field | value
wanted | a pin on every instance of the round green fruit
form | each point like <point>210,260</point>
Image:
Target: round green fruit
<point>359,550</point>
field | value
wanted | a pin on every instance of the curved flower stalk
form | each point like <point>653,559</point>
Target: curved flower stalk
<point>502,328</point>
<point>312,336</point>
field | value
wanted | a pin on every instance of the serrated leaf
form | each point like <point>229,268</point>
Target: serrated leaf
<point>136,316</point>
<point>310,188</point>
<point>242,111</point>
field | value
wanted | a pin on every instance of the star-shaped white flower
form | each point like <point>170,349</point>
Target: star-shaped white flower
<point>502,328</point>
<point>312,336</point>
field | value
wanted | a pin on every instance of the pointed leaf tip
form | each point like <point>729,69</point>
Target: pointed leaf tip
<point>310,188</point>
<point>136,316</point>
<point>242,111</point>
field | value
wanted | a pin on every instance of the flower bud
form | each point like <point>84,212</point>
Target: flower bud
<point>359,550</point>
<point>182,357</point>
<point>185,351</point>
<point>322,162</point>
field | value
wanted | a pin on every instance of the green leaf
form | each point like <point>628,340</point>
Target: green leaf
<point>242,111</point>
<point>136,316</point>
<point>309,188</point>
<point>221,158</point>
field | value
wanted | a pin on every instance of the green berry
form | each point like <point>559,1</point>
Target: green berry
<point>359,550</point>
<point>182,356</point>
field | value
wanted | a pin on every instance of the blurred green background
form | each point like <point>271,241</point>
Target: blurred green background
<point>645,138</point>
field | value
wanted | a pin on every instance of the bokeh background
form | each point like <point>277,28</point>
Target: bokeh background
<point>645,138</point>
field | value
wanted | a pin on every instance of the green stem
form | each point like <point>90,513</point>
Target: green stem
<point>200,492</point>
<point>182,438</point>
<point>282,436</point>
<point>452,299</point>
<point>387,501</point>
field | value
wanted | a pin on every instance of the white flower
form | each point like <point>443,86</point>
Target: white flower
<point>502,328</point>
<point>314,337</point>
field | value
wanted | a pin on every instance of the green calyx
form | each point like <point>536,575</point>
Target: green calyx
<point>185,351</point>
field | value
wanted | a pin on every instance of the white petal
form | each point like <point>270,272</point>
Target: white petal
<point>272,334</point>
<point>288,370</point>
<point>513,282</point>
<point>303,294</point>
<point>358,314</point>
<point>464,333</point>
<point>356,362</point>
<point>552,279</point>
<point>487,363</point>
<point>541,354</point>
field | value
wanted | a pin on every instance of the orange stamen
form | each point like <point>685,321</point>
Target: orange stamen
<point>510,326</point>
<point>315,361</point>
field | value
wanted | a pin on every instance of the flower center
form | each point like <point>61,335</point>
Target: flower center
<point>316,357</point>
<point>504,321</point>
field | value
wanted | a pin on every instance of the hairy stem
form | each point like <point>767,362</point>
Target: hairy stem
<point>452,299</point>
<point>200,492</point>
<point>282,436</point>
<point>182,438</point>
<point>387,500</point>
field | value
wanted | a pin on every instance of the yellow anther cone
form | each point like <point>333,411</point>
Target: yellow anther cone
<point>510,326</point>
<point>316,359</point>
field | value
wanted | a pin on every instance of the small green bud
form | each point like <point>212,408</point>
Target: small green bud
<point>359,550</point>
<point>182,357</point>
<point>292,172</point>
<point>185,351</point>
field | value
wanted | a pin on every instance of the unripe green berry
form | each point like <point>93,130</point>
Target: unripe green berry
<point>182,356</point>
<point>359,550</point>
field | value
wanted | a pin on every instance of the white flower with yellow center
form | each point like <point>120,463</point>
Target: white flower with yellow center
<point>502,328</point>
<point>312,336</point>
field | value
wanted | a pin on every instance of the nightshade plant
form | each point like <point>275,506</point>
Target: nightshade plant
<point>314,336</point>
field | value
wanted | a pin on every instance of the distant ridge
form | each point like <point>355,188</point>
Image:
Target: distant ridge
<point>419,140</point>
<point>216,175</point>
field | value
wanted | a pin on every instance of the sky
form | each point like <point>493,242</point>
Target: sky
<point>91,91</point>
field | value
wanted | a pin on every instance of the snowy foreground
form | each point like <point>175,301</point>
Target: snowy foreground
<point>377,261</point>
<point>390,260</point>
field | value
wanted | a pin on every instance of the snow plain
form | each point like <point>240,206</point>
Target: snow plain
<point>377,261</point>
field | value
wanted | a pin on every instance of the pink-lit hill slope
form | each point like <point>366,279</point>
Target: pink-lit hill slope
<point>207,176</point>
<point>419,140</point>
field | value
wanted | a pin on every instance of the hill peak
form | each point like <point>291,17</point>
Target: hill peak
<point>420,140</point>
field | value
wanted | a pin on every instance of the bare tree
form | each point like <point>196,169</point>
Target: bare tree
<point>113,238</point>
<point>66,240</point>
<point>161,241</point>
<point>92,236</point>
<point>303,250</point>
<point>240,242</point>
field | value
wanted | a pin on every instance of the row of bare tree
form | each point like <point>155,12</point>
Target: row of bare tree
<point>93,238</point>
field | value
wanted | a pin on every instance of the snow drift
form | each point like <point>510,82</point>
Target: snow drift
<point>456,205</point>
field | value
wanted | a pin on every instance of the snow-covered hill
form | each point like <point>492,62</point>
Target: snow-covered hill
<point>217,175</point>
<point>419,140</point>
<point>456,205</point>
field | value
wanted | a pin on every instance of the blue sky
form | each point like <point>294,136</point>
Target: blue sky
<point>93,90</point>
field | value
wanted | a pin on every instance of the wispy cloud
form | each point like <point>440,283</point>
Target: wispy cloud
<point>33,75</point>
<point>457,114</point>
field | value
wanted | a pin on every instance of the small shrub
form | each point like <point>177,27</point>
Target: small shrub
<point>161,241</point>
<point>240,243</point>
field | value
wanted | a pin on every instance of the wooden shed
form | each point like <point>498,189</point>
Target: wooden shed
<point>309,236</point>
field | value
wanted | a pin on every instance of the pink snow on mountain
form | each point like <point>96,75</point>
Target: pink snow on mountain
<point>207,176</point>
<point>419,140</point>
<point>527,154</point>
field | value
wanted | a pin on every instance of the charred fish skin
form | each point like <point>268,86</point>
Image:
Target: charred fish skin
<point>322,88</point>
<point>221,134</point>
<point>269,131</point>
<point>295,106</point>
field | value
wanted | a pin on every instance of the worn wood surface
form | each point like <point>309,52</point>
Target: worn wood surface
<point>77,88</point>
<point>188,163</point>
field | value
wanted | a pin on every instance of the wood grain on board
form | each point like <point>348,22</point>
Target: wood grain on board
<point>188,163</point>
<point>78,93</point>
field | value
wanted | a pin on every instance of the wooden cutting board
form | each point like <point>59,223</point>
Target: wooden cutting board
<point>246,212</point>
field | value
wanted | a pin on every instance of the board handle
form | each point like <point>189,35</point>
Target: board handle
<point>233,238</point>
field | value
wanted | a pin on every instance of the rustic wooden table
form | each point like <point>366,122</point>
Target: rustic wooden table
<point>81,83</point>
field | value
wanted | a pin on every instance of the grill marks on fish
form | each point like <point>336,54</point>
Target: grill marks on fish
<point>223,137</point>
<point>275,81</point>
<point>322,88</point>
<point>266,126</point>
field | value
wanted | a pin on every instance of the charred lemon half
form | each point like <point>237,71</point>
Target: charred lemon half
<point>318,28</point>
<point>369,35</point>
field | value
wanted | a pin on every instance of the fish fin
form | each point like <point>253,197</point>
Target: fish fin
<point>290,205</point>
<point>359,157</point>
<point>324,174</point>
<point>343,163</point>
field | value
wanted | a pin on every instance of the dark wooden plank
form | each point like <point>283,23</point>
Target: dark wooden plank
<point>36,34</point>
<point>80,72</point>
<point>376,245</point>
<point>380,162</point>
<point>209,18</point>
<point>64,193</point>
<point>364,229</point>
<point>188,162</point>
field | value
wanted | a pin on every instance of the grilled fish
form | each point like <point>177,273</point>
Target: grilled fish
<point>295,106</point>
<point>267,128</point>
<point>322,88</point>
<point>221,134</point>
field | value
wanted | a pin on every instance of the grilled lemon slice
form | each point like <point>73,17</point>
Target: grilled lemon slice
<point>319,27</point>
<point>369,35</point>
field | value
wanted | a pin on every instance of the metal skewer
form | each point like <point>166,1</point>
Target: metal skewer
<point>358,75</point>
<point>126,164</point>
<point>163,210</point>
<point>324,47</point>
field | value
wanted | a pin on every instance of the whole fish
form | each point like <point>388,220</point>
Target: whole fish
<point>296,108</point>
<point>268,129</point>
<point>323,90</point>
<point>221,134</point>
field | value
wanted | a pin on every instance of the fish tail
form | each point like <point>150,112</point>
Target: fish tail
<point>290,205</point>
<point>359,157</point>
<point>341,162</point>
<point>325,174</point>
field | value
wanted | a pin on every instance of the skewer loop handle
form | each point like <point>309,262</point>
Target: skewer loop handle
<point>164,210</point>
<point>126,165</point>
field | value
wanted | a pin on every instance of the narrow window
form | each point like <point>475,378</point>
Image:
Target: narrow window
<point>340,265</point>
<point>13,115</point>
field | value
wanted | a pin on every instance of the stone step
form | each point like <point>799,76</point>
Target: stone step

━━━━━━━━

_Goal_. Identify every line of the material that contains the string "petal", and copy each one. Matches are case-sensitive.

_Task result_.
wanted | a pin on every instance of the white petal
Target: white petal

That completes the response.